Exercise aim: After finding the line that contains "# identify a point on every instance of the orange chainsaw" in the entries below, retype it and every following line precisely, the last included.

Record extracts:
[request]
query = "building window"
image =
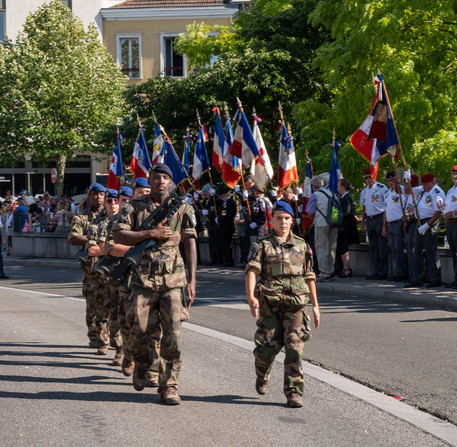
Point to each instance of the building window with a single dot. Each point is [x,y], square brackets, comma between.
[173,64]
[2,20]
[129,55]
[67,3]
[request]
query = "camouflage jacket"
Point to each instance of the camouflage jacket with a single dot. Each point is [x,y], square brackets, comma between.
[163,268]
[283,265]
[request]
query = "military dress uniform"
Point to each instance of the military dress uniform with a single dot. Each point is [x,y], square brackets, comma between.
[283,266]
[373,201]
[394,201]
[157,300]
[450,205]
[79,227]
[427,203]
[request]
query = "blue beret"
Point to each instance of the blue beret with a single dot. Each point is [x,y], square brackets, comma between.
[161,168]
[141,182]
[283,206]
[111,192]
[125,191]
[96,187]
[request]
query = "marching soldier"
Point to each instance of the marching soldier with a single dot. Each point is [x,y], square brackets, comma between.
[78,236]
[157,282]
[372,200]
[283,262]
[430,203]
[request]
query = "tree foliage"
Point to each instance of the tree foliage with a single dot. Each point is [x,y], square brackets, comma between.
[58,87]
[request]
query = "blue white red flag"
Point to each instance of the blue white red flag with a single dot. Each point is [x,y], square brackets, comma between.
[140,163]
[170,158]
[244,145]
[219,141]
[287,166]
[201,162]
[376,137]
[335,173]
[116,177]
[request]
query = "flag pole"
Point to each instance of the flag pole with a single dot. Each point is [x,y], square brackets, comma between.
[405,166]
[209,167]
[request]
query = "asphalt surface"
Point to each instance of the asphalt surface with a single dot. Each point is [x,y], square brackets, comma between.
[402,350]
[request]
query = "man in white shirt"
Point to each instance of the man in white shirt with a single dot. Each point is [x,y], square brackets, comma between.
[372,200]
[430,203]
[450,218]
[393,225]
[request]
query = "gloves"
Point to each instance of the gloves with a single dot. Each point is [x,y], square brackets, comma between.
[407,175]
[423,228]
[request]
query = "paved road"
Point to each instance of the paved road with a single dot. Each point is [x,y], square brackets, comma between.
[48,371]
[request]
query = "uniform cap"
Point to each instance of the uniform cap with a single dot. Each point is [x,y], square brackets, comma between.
[97,187]
[161,168]
[125,191]
[111,193]
[280,205]
[141,182]
[426,178]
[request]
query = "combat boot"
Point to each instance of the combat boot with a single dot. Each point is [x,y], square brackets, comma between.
[127,367]
[294,400]
[139,379]
[169,396]
[261,387]
[118,357]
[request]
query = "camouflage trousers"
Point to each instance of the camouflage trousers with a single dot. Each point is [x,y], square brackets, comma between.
[156,319]
[280,326]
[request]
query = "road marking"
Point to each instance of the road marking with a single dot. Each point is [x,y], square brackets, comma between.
[424,421]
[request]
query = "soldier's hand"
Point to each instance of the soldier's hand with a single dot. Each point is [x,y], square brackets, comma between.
[161,232]
[254,306]
[317,316]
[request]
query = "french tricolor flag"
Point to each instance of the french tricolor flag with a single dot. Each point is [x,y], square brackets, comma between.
[116,168]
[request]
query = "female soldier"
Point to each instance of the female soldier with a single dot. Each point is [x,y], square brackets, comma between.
[287,282]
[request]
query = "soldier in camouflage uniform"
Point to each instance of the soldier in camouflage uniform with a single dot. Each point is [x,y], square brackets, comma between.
[287,283]
[78,236]
[157,282]
[108,327]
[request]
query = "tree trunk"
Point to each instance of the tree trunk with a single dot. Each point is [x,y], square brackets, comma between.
[61,162]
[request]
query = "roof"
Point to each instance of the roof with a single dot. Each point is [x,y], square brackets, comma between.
[168,3]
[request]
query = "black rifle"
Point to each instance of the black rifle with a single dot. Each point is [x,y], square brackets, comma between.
[133,255]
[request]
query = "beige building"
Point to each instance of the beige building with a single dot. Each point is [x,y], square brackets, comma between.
[140,34]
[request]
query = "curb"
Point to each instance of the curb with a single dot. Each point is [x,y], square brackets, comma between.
[440,298]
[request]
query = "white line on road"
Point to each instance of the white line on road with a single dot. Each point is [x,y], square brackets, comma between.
[426,422]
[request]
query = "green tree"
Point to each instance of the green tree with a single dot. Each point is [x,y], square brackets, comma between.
[414,45]
[58,88]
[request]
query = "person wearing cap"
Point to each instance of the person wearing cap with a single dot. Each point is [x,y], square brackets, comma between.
[78,236]
[430,203]
[226,227]
[374,205]
[450,219]
[141,186]
[393,226]
[284,264]
[157,303]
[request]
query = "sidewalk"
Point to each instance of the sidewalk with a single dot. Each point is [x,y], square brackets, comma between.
[439,297]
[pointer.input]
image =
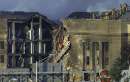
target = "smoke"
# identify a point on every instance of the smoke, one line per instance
(56, 9)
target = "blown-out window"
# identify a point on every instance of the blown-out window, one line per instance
(1, 58)
(1, 44)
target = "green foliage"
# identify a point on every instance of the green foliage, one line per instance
(115, 71)
(117, 68)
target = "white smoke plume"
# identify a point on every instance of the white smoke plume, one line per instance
(55, 9)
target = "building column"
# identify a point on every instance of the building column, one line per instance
(100, 54)
(13, 45)
(31, 39)
(84, 56)
(40, 35)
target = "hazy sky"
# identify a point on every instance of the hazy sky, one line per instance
(56, 9)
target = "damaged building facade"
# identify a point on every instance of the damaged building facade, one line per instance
(25, 37)
(97, 40)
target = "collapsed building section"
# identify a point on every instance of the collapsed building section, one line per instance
(29, 37)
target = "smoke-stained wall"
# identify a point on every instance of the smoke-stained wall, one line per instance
(56, 9)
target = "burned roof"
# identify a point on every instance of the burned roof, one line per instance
(83, 15)
(18, 14)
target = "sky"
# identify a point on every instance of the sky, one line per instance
(57, 9)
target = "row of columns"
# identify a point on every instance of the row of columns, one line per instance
(96, 55)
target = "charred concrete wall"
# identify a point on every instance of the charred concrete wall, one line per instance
(3, 44)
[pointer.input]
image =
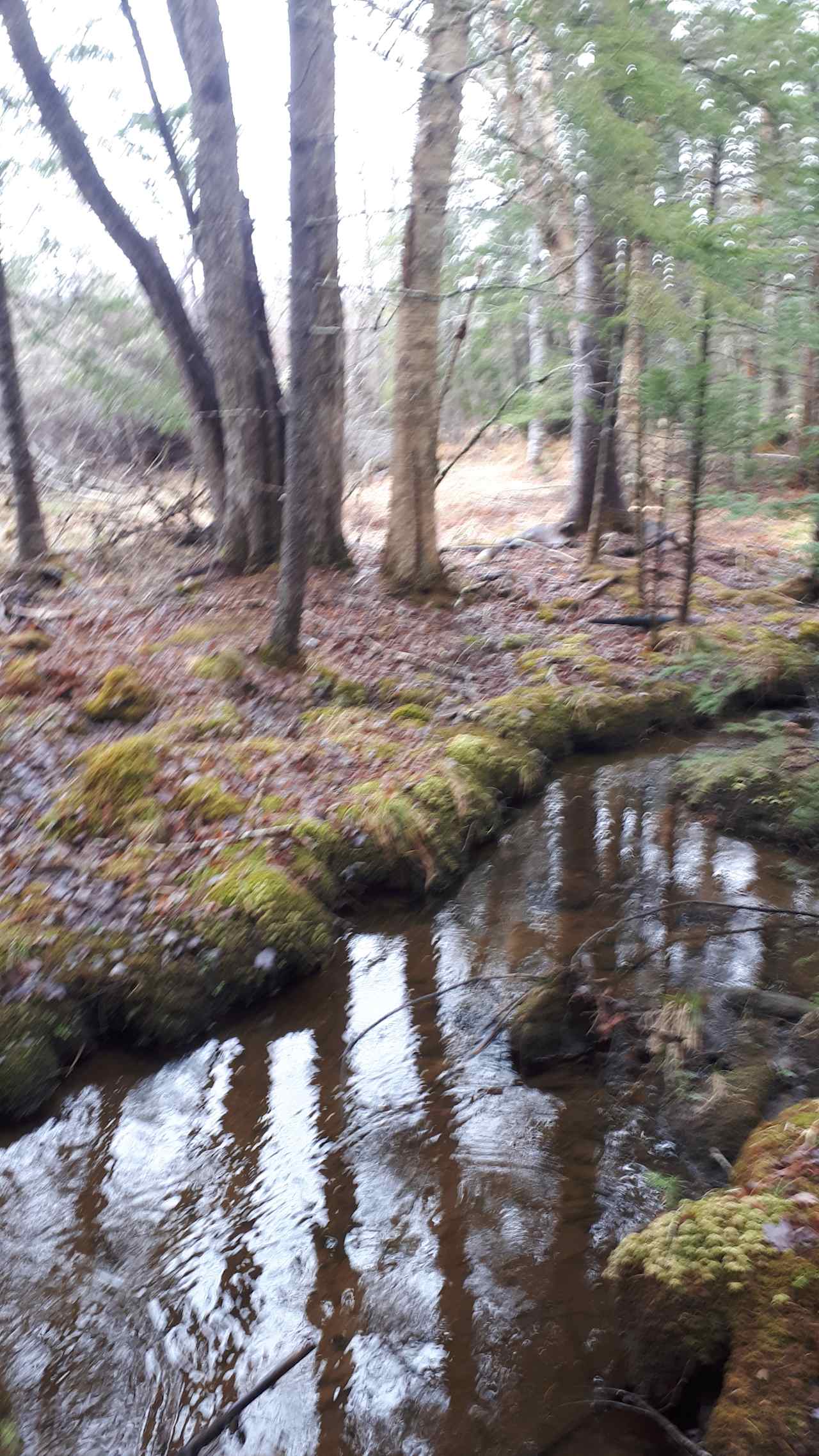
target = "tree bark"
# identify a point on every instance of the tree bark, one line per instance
(142, 252)
(31, 532)
(411, 557)
(594, 360)
(251, 518)
(315, 417)
(537, 326)
(700, 425)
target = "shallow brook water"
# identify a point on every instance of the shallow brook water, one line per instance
(172, 1231)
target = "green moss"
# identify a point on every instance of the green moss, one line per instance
(768, 789)
(35, 1043)
(22, 677)
(285, 915)
(500, 763)
(122, 698)
(29, 640)
(271, 803)
(209, 801)
(604, 720)
(538, 716)
(11, 1442)
(111, 791)
(411, 714)
(219, 720)
(707, 1285)
(227, 666)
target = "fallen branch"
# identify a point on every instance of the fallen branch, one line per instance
(683, 905)
(228, 1417)
(624, 1401)
(768, 1004)
(528, 383)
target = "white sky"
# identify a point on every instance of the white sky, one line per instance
(375, 124)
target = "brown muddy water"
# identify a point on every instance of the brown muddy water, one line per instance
(172, 1231)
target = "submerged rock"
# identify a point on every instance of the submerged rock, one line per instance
(733, 1280)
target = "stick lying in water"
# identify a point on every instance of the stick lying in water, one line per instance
(626, 1401)
(234, 1411)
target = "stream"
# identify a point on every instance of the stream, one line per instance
(172, 1230)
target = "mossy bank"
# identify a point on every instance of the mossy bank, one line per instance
(255, 903)
(731, 1282)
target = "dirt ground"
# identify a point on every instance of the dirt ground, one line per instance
(382, 677)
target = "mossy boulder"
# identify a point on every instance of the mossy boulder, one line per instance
(209, 801)
(122, 698)
(11, 1442)
(413, 714)
(538, 716)
(768, 789)
(499, 763)
(111, 791)
(37, 1040)
(227, 666)
(733, 1280)
(723, 1110)
(22, 677)
(282, 914)
(28, 640)
(554, 1020)
(604, 720)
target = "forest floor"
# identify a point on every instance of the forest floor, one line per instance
(229, 750)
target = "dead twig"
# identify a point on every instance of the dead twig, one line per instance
(230, 1416)
(626, 1401)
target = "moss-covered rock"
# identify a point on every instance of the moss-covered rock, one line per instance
(538, 716)
(282, 914)
(604, 720)
(722, 1111)
(28, 640)
(499, 763)
(111, 791)
(733, 1279)
(122, 698)
(227, 666)
(768, 789)
(37, 1040)
(413, 714)
(11, 1442)
(209, 800)
(22, 677)
(219, 720)
(553, 1021)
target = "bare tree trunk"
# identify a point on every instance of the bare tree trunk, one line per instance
(315, 417)
(594, 360)
(411, 557)
(31, 532)
(142, 252)
(250, 526)
(537, 325)
(161, 118)
(699, 434)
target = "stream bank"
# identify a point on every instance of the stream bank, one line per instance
(254, 912)
(171, 1230)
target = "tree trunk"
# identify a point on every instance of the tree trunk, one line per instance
(594, 360)
(31, 534)
(537, 325)
(315, 417)
(250, 528)
(699, 433)
(411, 558)
(142, 252)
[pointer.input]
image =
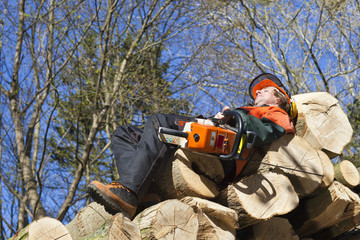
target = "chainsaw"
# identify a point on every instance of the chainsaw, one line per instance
(213, 136)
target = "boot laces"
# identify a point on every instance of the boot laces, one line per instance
(117, 185)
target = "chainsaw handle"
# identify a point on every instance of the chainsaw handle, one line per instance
(239, 134)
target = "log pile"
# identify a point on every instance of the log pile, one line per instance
(289, 190)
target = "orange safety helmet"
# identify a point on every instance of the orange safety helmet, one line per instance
(269, 80)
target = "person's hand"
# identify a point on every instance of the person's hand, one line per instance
(220, 115)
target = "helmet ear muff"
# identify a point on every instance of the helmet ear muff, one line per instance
(293, 110)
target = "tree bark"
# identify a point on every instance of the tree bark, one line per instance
(215, 220)
(259, 197)
(347, 174)
(272, 229)
(45, 228)
(191, 174)
(294, 157)
(88, 220)
(328, 168)
(170, 219)
(322, 122)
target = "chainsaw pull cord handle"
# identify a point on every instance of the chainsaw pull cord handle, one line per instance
(239, 134)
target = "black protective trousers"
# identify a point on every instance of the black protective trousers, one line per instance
(140, 154)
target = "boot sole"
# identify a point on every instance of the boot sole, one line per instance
(102, 199)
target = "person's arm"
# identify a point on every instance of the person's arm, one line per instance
(266, 130)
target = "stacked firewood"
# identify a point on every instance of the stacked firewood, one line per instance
(293, 189)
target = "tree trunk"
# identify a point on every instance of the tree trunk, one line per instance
(215, 220)
(88, 220)
(293, 156)
(259, 197)
(328, 168)
(191, 174)
(273, 229)
(45, 229)
(347, 174)
(322, 122)
(170, 219)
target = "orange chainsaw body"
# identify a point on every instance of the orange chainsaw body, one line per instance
(210, 139)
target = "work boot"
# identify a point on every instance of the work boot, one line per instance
(114, 197)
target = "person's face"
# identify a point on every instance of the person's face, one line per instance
(266, 96)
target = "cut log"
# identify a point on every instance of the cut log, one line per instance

Solution:
# identify a point on every instance of the orange chainsaw body, one line per instance
(210, 139)
target = "work boot"
# identify a point on every instance of the work boot, one line per instance
(114, 197)
target = "person's face"
# identify a point on every instance of the person's face, one line per instance
(266, 96)
target = "cut log"
# identify a point on every instance of the cut log, one line per instance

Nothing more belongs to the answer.